- Required action -
Print the data below exactly, but only the lines from the one containing "Target: wire shelf" down to the one containing "of the dresser", inclusive.

- Supplied records -

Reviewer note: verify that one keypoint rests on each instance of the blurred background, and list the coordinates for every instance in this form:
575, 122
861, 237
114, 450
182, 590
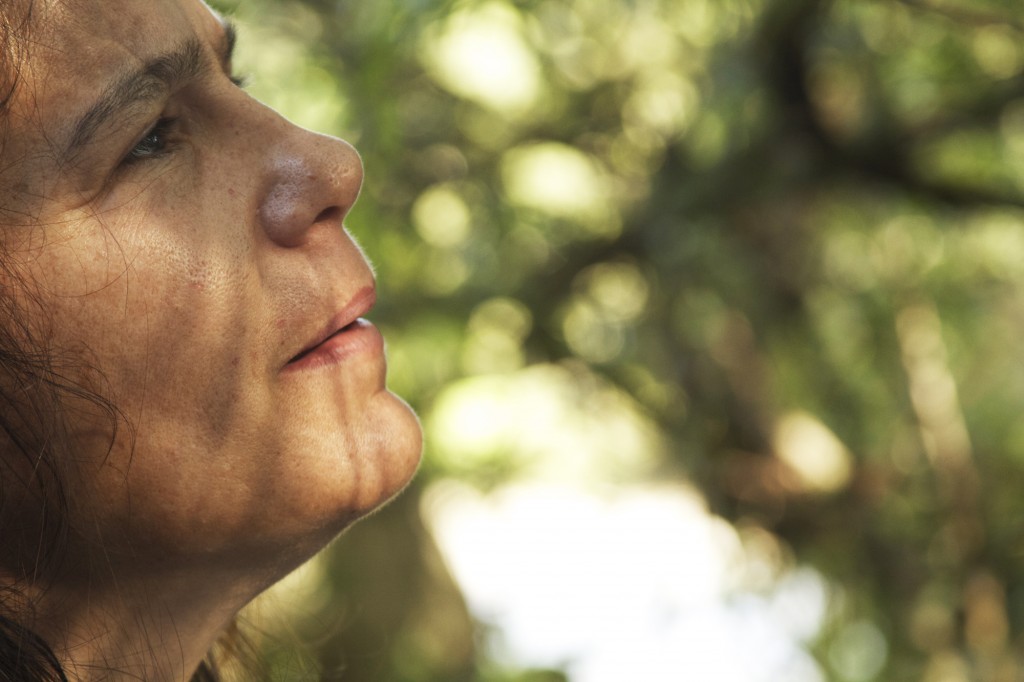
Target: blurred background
713, 312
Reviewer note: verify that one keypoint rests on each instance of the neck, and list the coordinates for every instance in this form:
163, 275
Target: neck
157, 630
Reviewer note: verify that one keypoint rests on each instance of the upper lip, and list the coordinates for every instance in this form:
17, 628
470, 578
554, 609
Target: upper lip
357, 306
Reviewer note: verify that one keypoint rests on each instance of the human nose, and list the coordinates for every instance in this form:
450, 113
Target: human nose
312, 181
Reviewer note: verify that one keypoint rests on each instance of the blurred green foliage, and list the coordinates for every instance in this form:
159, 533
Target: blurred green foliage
751, 223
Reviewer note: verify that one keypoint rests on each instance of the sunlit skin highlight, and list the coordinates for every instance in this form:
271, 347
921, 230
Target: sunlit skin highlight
187, 245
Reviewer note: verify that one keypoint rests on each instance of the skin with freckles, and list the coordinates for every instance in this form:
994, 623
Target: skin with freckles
186, 245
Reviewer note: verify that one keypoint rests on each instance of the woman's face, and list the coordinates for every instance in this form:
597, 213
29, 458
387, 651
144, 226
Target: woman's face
186, 244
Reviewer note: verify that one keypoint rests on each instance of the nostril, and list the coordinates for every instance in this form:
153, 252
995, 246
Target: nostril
331, 214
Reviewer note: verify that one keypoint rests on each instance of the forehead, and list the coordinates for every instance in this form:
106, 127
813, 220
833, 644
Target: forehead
76, 44
65, 53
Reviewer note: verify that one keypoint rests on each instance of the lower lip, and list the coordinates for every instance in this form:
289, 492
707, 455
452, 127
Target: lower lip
358, 338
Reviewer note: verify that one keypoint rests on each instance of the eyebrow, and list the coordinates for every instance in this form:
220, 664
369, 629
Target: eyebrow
144, 85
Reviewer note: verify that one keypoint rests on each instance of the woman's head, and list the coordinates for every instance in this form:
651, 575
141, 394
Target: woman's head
176, 248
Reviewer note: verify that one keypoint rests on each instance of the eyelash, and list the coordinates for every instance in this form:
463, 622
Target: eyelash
154, 143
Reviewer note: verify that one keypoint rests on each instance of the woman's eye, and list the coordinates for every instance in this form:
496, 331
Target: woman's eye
154, 143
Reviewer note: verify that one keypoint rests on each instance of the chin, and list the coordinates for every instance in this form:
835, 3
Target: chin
395, 452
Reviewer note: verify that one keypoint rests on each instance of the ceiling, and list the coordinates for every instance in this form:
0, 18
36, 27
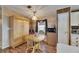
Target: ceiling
42, 10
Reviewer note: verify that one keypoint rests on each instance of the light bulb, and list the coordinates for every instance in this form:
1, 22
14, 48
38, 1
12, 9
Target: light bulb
34, 18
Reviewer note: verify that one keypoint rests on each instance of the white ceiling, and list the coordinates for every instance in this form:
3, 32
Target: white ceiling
42, 10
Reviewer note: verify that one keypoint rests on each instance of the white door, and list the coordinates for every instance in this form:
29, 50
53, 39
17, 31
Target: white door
63, 27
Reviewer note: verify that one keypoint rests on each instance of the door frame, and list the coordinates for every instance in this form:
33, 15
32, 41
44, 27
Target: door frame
45, 27
63, 10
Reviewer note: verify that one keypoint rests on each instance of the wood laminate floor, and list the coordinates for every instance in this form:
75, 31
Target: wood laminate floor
23, 49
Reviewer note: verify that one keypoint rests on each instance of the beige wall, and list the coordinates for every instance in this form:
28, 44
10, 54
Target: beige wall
52, 37
6, 14
0, 27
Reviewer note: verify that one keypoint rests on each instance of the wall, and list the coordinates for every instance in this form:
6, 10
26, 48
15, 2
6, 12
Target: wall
5, 28
52, 37
0, 27
5, 32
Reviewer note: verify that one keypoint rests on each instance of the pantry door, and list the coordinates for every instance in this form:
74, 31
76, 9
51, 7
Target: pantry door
63, 16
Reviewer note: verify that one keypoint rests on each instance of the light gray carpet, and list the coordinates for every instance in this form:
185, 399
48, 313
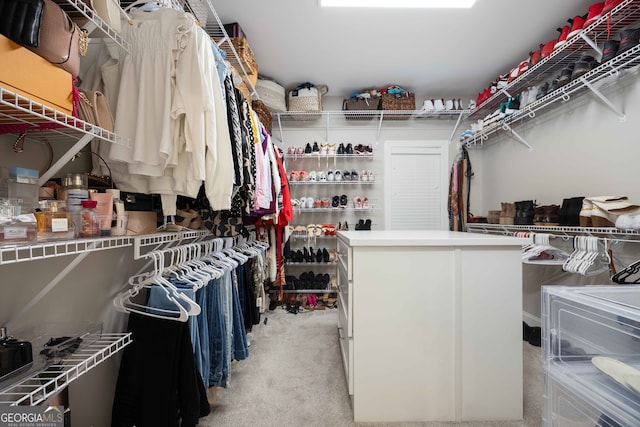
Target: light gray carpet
294, 377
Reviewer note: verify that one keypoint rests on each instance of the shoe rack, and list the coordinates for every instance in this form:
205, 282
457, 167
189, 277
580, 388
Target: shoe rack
587, 42
335, 205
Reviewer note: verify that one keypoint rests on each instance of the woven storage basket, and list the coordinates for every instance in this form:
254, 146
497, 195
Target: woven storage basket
360, 104
272, 94
397, 102
308, 100
245, 54
264, 114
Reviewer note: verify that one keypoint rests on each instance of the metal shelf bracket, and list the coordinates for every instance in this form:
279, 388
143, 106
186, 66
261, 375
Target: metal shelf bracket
517, 136
603, 98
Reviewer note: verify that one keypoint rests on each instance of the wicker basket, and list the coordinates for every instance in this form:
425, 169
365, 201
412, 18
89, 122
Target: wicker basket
272, 94
264, 114
360, 104
307, 100
245, 54
398, 102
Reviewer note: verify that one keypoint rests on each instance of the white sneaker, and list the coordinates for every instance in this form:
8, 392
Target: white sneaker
532, 94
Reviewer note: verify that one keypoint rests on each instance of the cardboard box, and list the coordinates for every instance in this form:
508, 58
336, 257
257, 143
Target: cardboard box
33, 77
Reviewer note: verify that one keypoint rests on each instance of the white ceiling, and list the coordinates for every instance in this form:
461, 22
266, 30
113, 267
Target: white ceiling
453, 52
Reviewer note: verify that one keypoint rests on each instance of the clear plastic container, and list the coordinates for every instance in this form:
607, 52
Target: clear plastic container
90, 223
53, 221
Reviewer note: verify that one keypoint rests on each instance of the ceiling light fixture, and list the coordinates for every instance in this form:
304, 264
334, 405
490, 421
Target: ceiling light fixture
399, 3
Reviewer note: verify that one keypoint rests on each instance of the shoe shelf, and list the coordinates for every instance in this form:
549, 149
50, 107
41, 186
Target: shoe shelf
49, 380
305, 236
592, 82
330, 182
95, 26
53, 249
610, 233
328, 157
369, 118
333, 210
316, 264
623, 15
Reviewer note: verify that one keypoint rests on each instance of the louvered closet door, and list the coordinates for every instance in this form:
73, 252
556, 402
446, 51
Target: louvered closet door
416, 187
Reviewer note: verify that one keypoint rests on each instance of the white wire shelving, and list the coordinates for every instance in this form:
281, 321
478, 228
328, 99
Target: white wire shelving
50, 379
163, 240
623, 15
330, 182
610, 233
365, 118
52, 249
90, 21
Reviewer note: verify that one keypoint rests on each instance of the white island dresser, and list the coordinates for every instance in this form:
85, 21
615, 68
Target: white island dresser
430, 325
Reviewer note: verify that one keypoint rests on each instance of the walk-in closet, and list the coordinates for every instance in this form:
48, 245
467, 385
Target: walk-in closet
322, 213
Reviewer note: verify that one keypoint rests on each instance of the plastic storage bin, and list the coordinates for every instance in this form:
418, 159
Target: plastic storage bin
579, 323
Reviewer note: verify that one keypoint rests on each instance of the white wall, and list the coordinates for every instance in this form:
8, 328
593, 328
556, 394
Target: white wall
579, 149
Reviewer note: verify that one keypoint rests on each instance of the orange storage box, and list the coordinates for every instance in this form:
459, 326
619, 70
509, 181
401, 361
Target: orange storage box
28, 74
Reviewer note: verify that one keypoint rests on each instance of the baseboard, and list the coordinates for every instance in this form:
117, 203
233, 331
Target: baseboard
530, 319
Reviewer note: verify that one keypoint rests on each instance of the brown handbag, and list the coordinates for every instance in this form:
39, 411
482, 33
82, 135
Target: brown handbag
93, 108
62, 42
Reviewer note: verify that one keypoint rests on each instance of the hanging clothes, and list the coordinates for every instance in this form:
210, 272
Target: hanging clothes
157, 387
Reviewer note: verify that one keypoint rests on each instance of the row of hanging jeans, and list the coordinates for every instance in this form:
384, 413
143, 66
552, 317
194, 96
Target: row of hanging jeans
164, 373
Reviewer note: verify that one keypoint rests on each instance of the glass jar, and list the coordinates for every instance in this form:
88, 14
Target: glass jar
89, 222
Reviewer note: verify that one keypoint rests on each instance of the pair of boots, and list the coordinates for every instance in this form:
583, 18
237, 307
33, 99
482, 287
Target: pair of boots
524, 212
508, 213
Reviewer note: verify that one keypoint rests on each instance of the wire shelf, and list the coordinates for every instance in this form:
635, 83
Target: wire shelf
18, 110
601, 76
610, 233
330, 182
623, 15
164, 239
35, 251
79, 10
52, 379
316, 156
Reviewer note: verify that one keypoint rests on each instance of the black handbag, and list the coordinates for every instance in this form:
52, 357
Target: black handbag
20, 21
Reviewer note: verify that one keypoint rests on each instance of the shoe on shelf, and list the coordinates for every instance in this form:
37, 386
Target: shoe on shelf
595, 12
335, 202
609, 5
564, 33
427, 106
610, 50
576, 25
357, 202
628, 39
344, 200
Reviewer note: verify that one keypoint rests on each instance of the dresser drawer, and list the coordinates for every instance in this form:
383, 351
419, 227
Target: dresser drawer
345, 258
346, 350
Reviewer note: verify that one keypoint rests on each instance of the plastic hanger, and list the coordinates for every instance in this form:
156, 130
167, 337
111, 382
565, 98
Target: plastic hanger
628, 275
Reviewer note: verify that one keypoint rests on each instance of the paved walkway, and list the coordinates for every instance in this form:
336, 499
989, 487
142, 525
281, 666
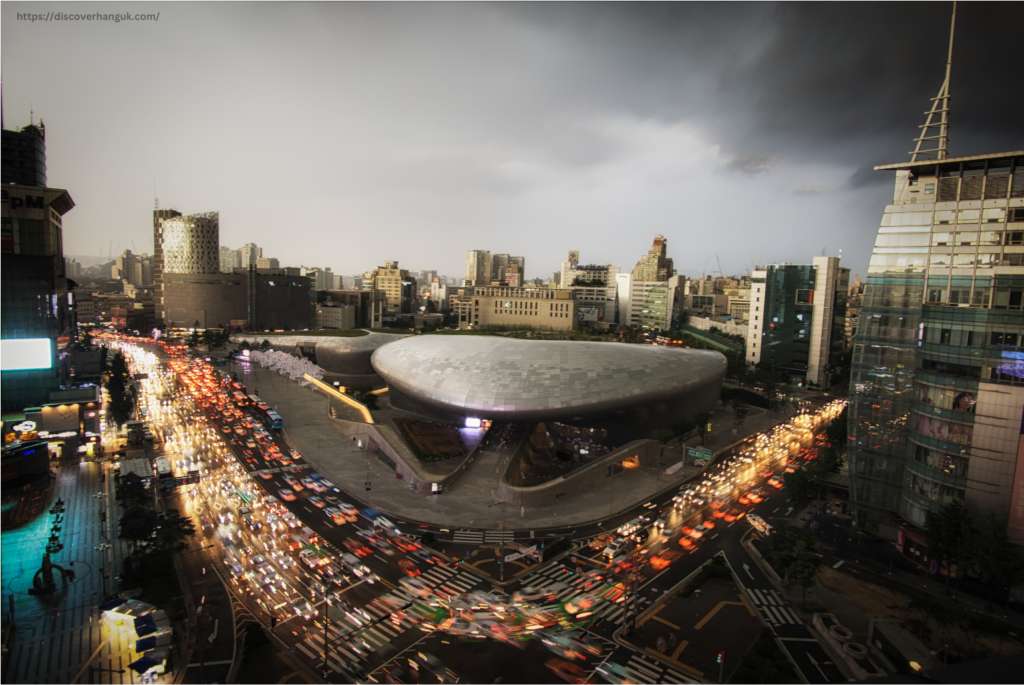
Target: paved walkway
472, 502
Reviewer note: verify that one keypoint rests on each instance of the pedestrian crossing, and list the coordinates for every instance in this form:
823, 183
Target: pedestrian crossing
481, 537
773, 607
366, 632
648, 672
619, 603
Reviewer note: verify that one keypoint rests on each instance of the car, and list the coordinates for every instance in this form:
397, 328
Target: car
409, 567
629, 527
664, 558
355, 547
734, 515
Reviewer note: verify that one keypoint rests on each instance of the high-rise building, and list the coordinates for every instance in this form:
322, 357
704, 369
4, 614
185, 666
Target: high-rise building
132, 268
937, 391
229, 259
37, 322
567, 274
182, 245
72, 267
24, 156
478, 265
397, 285
654, 265
248, 254
650, 304
797, 317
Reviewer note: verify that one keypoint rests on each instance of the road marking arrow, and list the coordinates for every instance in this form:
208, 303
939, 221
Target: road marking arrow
812, 660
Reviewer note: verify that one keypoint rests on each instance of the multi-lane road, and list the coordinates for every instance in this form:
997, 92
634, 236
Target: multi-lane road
376, 621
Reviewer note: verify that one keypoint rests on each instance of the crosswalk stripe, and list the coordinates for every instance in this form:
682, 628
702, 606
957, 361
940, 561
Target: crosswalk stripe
643, 669
675, 676
305, 650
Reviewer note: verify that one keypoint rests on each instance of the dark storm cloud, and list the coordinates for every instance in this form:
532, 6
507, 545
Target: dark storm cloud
529, 128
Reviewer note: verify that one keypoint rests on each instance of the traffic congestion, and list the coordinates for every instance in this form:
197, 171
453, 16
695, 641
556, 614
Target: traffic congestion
350, 587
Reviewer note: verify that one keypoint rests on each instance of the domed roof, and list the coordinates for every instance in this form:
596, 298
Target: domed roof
495, 377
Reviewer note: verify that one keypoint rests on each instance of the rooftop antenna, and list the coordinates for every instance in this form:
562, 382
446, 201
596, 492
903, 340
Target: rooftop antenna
938, 117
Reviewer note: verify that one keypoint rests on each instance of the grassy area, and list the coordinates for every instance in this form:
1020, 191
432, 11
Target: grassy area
764, 662
326, 333
159, 582
716, 568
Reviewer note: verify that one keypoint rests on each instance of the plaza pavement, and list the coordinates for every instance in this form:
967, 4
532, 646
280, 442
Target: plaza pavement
472, 502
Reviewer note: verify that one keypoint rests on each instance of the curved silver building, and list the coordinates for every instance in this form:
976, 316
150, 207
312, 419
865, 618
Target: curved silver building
342, 356
628, 389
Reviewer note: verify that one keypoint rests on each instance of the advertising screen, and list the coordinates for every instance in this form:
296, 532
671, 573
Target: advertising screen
26, 353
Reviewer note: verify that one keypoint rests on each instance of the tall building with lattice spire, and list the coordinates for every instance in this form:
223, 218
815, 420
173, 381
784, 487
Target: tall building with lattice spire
937, 389
655, 265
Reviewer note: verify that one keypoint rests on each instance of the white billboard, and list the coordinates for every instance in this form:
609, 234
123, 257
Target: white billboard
24, 353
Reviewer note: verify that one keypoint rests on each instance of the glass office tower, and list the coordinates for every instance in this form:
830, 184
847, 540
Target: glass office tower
937, 392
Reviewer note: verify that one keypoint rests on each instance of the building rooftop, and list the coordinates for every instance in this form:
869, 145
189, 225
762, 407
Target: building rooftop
932, 163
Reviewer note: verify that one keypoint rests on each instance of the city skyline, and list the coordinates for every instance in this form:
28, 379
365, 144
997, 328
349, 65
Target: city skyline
578, 127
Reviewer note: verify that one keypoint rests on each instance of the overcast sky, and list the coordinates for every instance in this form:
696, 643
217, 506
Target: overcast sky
344, 135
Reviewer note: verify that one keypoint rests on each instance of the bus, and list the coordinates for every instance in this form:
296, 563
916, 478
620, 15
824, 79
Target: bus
268, 416
163, 468
761, 525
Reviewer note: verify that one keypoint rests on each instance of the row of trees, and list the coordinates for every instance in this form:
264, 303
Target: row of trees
957, 541
802, 483
142, 528
791, 551
120, 392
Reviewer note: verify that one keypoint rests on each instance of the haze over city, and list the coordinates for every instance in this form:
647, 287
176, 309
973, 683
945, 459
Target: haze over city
344, 135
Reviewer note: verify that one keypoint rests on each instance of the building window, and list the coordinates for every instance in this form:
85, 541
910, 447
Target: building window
999, 338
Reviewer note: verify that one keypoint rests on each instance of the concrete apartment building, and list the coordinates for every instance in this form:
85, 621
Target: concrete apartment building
538, 308
397, 285
797, 317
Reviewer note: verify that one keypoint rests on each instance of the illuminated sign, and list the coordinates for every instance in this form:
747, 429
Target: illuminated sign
26, 353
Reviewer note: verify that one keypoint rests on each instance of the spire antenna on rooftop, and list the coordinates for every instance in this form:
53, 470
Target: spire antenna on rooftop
938, 117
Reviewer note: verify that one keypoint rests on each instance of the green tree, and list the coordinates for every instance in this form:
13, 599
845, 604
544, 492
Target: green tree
663, 435
739, 411
119, 390
803, 565
683, 426
701, 420
172, 531
837, 431
131, 490
137, 526
947, 532
799, 486
1000, 566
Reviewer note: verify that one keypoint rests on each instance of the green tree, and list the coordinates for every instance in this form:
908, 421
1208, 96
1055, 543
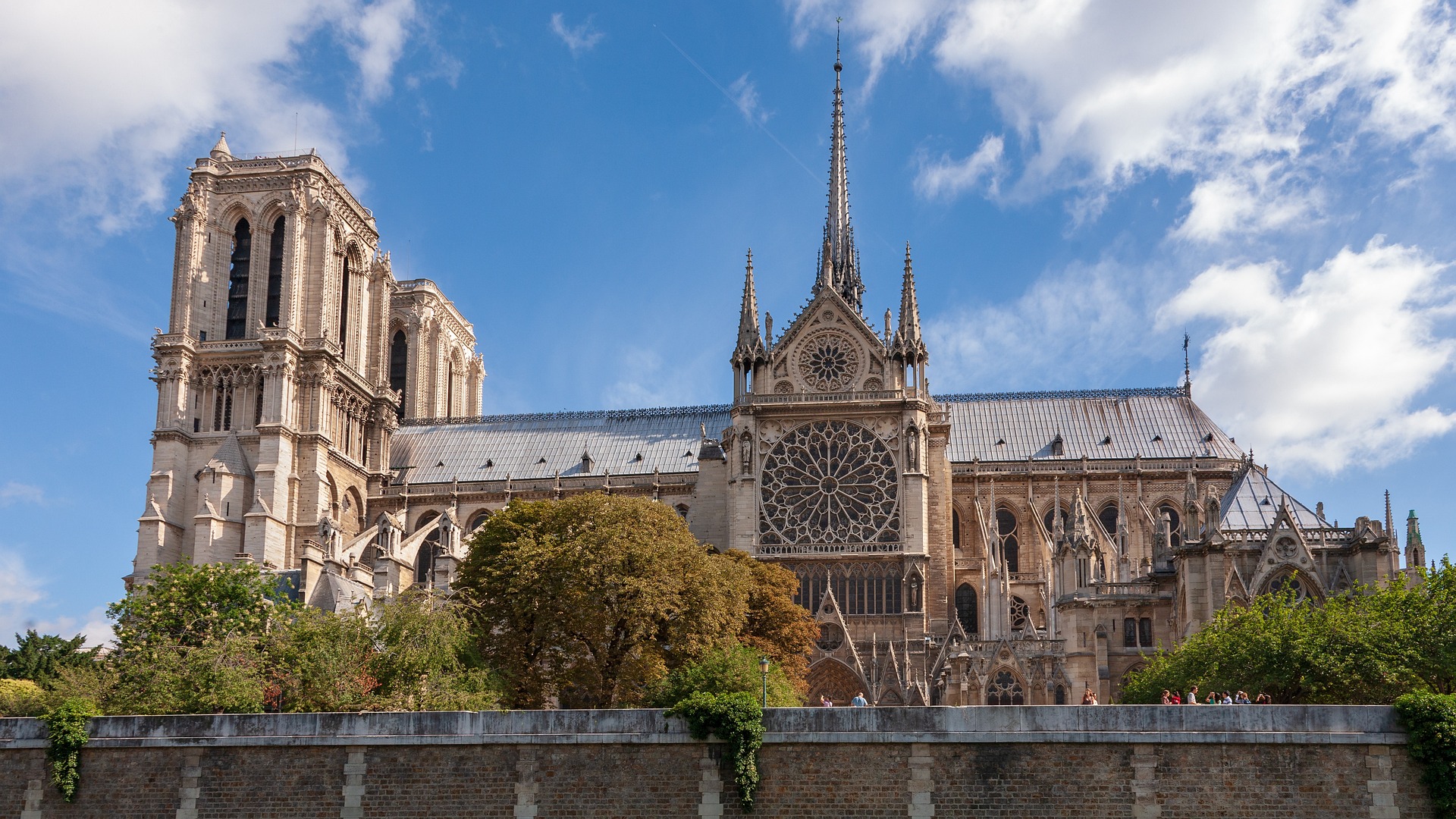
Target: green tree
1366, 646
39, 657
731, 670
590, 599
775, 624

- Answer space -
Target: wire shelf
18, 110
601, 76
610, 233
330, 182
623, 15
164, 239
35, 251
79, 10
52, 379
316, 156
Reviewer note: verify that one keypoint rests on each instance of the black handbag, and list the coordinates for every instance in this form:
52, 357
Target: black handbag
20, 21
Reviewer note: verify that one keypoint rests on each instance of the shoe on shelf, and list the coordinates for every instance in this form:
37, 386
Target: shoe on shelf
595, 12
335, 202
609, 5
564, 33
427, 106
610, 50
576, 25
357, 202
628, 39
344, 200
Reviewer note: verify that one keypoint rests on each instance of the dresser drawer, and list the coordinates for every instance in this form:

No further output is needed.